[EXERCISE PASSAGE Boundary: Start]

Six people did, including me.
Yeah, Jade was quite the low-hanging fruit this year…
I’m not a participant, but I thought I’d pass this along:
Alex Macomber died January 28.
82 points to two people.
Discussion of the future validity of this pick over here.
George Weber, NYC local radio news anchor ,found stabbed to death in his apartment. Today would have been his 48th Birthday.
Wow - Only six? She was the number one hit on Google last December for “Celebrity Cancer”.
I found this a little shocking. I can hear that voice in my head right now.
Maybe because she was largely unknown in America (I’m English).
Howard “Butch” Komives, who starred for Bowling Green’s basketball team in the early 1960’s and went on to a ten-season NBA career, has died at the age of 67. During the 1963-64 NCAA campaign, Komives led the nation by averaging 36.7 points per game.
Way to pop that cherry huh! ![]()
>does happy dance< (at cherry pop of course…)
George Kell, Hall of Fame third baseman for multiple teams died yesterday at age 86.
He was also a broadcaster for the Detroit Tigers.
All the kids I knew growing up in Michigan in the 1960s did a George Kell imitation. “Thanks, Larry, and good afternoon, everyone”. Great great broadcaster, we’ll miss him.
John Hope Franklin, whose 1947 book From Slavery to Freedom is considered by many to be the most significant text on the black experience in U.S. history, has died at the age of 94. Franklin, who served as a history professor at several institutions, also contributed research to the NAACP’s Thurgood Marshall-led team that won the 1954 Brown vs. Board of Education decision in the United States Supreme Court. The case heralded the end of the “separate but equal” doctrine which had long allowed the segregation of schools not only in Topeka (the Kansas capital which was home to both the named plaintiff and defendant) but in much of the country.
In the “not dead yet” category, one of my picks, Lt. John Finn was well enough yesterday to take part in a wreath laying ceremony with several other Medal of Honor recipients, and President Barack Obama. At 99 years of age, Lt. Finn is the oldest living recipient of the Medal of Honor, and the only surviving recipient from the attack at Pearl Harbor.
Country Singer Dan Seals dies at 61 following treatments for lymphoma.
Also known as England Dan (England Dan and John Ford Coley).
1970s pop hits: “I’d Really Love To See You Tonight”, “Love Is The Answer”, “Nights Are Forever Without You”, and “We’ll Never Have To Say Goodbye Again”.
Country hits: “Bop”, “Meet Me In Montana”, “Everything That Glitters (Is Not Gold)”, “You Still Move Me”, “I Will Be There”, “Three Time Loser”, “One Friend”, “Addicted”, “Big Wheels in the Moonlight”, “Love on Arrival”, and a cover of Sam Cooke’s “Good Times”.
We lost a good one. RIP, Dan.
NBC journalist Irving R. Levine has died at the age of 86. No link yet.
Shane McConkey dies in a BASE jumping accident at 39.

[EXERCISE PASSAGE Boundary: End]
[RECORDS SUPPLIED Boundary: Start]

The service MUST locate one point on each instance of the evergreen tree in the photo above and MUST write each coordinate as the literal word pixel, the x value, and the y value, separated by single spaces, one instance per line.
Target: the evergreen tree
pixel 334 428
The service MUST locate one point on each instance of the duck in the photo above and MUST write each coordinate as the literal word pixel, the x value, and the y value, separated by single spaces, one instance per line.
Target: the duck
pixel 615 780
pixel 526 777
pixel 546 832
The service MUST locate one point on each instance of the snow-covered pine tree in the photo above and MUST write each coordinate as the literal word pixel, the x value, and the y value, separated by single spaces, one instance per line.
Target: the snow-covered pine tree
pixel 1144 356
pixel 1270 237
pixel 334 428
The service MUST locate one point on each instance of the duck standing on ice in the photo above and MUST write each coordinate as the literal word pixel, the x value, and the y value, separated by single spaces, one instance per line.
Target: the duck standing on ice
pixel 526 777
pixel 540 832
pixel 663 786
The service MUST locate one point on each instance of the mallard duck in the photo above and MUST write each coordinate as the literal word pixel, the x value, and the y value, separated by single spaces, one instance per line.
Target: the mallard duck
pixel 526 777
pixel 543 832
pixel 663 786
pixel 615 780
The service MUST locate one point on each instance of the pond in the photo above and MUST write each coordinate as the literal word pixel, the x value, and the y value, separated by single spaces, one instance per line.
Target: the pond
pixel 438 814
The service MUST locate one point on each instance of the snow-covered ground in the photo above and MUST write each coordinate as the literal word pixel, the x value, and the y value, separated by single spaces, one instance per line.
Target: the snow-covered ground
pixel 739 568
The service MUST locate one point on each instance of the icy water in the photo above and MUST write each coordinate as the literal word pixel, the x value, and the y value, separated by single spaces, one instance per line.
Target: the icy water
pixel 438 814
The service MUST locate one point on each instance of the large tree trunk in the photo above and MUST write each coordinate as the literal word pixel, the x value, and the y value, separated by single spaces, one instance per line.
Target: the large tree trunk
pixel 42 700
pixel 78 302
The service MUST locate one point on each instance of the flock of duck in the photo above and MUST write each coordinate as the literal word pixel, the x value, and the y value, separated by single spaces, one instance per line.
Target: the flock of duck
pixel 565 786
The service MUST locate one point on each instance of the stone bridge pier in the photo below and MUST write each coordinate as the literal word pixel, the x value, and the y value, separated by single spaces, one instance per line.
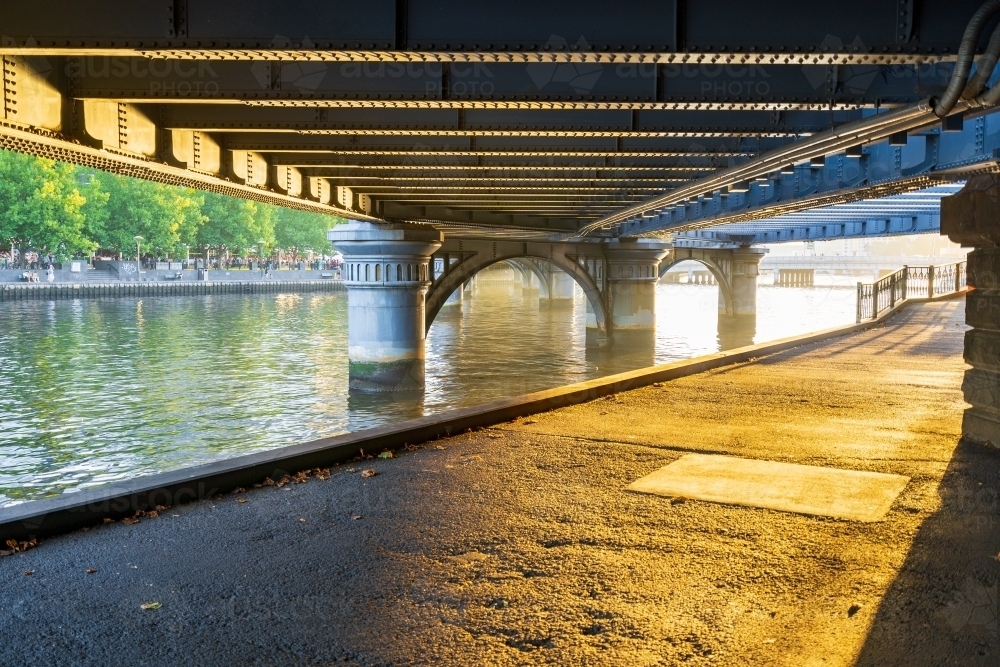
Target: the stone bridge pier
pixel 633 271
pixel 972 218
pixel 400 275
pixel 387 275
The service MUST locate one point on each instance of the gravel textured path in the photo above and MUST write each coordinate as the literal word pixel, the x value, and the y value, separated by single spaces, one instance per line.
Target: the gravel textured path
pixel 518 545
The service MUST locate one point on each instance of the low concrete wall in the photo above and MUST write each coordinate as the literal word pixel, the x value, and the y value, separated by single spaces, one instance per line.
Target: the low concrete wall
pixel 91 290
pixel 109 275
pixel 71 511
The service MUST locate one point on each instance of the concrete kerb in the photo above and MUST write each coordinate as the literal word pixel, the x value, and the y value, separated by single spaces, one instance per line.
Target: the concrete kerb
pixel 71 511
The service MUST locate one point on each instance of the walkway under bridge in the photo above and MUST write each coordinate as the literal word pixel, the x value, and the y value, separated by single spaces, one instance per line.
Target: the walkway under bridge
pixel 601 138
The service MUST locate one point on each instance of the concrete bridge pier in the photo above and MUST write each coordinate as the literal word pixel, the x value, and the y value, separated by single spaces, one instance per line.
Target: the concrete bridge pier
pixel 456 299
pixel 386 272
pixel 972 218
pixel 743 273
pixel 562 289
pixel 633 271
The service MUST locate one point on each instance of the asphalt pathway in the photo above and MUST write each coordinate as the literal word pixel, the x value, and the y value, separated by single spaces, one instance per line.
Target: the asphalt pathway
pixel 518 544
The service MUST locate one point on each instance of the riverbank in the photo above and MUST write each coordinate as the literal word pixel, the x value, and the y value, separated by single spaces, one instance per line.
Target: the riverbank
pixel 99 290
pixel 518 544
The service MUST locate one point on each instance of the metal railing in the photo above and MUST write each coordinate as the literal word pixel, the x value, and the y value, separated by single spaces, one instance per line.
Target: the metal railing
pixel 909 282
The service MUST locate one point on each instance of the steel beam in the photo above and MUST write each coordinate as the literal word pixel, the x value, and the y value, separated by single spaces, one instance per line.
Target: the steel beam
pixel 491 31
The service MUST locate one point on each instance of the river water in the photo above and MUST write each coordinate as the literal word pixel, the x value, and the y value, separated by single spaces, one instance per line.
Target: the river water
pixel 95 391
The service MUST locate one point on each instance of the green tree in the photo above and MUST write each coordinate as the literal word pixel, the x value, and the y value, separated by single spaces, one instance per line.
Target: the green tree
pixel 41 204
pixel 166 217
pixel 235 224
pixel 301 231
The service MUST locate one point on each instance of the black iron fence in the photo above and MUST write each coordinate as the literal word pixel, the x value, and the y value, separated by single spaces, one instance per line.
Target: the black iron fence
pixel 909 282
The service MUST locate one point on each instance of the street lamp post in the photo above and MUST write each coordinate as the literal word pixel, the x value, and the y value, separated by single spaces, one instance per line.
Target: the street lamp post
pixel 138 254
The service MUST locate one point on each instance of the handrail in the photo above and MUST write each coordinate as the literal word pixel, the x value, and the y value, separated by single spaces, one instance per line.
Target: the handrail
pixel 909 282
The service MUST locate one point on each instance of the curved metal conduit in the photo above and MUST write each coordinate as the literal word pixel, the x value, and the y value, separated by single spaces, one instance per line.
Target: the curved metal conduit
pixel 961 94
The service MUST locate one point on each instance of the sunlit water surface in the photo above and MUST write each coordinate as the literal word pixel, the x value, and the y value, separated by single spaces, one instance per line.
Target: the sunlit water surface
pixel 94 391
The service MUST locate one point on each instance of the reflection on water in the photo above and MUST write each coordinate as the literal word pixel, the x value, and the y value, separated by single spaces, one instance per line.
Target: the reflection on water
pixel 94 391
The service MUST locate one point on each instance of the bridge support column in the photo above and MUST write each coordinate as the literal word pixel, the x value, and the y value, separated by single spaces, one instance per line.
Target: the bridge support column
pixel 562 287
pixel 745 267
pixel 456 299
pixel 633 271
pixel 386 274
pixel 972 218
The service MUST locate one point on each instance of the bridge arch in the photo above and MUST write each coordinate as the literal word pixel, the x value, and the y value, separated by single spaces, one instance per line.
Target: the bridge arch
pixel 462 271
pixel 526 267
pixel 719 272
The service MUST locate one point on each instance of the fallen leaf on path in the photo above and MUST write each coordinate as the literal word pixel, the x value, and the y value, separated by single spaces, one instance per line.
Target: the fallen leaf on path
pixel 16 546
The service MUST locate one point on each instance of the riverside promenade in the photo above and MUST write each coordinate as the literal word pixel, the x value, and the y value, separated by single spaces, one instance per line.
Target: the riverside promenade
pixel 518 544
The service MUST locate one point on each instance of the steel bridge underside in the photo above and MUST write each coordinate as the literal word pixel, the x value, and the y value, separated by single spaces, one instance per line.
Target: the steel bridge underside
pixel 554 122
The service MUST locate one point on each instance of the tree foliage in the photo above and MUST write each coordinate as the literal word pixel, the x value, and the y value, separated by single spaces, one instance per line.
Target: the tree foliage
pixel 41 205
pixel 73 211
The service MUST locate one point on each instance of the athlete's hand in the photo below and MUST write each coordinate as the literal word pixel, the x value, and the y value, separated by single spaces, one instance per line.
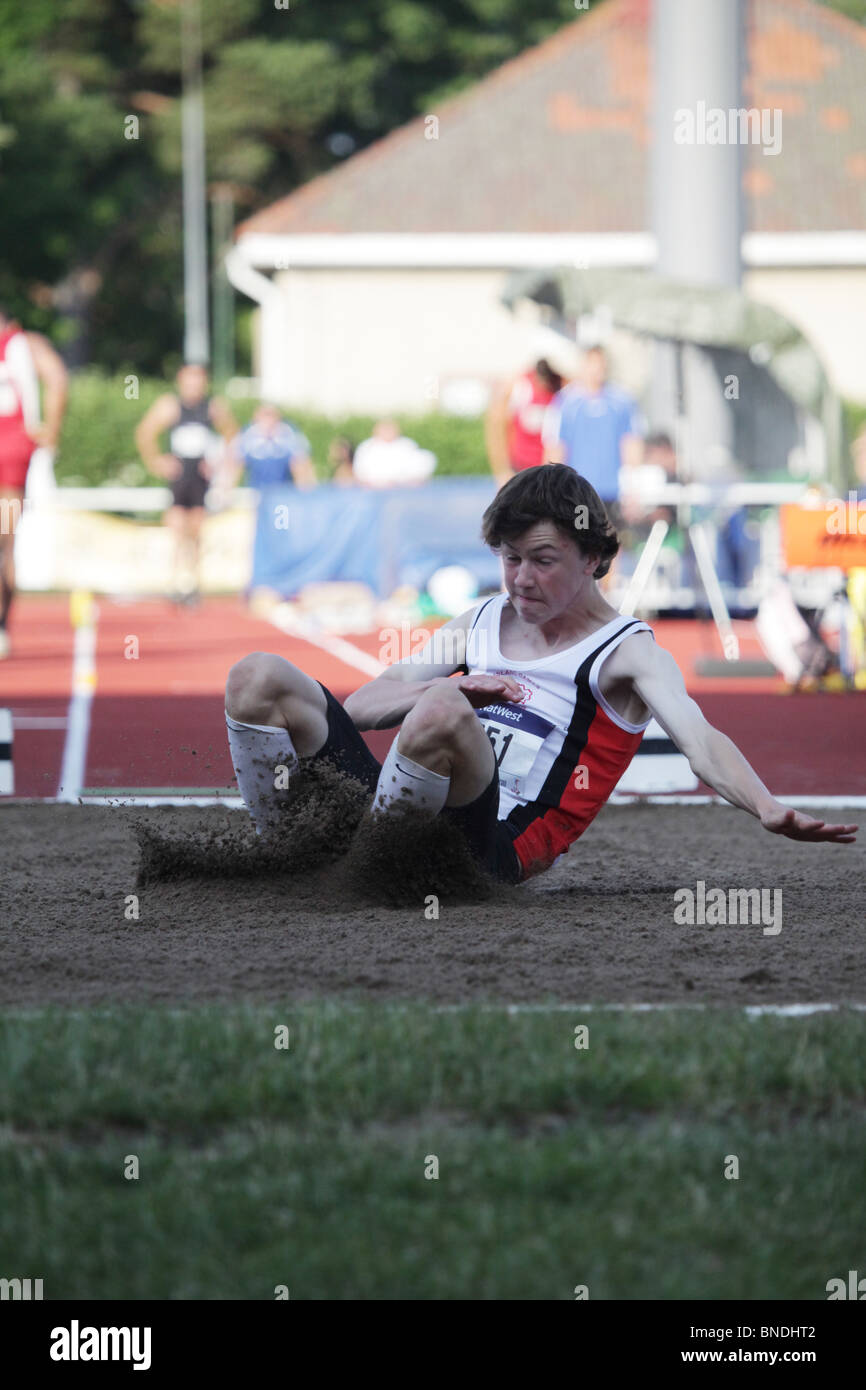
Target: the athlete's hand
pixel 784 820
pixel 485 690
pixel 167 466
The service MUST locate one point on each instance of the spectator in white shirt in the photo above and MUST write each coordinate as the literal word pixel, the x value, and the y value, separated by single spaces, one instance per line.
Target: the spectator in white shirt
pixel 388 459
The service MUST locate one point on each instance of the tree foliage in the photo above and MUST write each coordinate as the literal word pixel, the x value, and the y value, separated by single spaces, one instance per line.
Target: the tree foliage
pixel 91 230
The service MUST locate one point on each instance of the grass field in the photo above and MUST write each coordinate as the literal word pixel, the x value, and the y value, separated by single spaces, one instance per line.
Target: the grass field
pixel 306 1165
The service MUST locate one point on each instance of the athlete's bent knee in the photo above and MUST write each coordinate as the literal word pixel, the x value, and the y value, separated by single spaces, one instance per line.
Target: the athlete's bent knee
pixel 441 715
pixel 255 684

[RECORDS SUPPLIED Boundary: End]

**WORK INSTRUCTIONS:**
1 – In the forum thread, shorten the paragraph that begins "John Hope Franklin, whose 1947 book" while keeping its main facts.
2 – According to the forum thread, what was Howard "Butch" Komives's scoring average when he led the nation during the 1963-64 NCAA campaign?
The rows are not used in this exercise.

**ANSWER SET:**
1 – John Hope Franklin has died at 94. His 1947 book From Slavery to Freedom is considered by many the most significant text on the black experience in U.S. history. He taught history at several institutions. He also contributed research to the NAACP team, led by Thurgood Marshall, that won the 1954 Brown vs. Board of Education decision in the Supreme Court. That ruling heralded the end of the "separate but equal" doctrine, which had allowed school segregation in Topeka and much of the country.

2 – He averaged 36.7 points per game.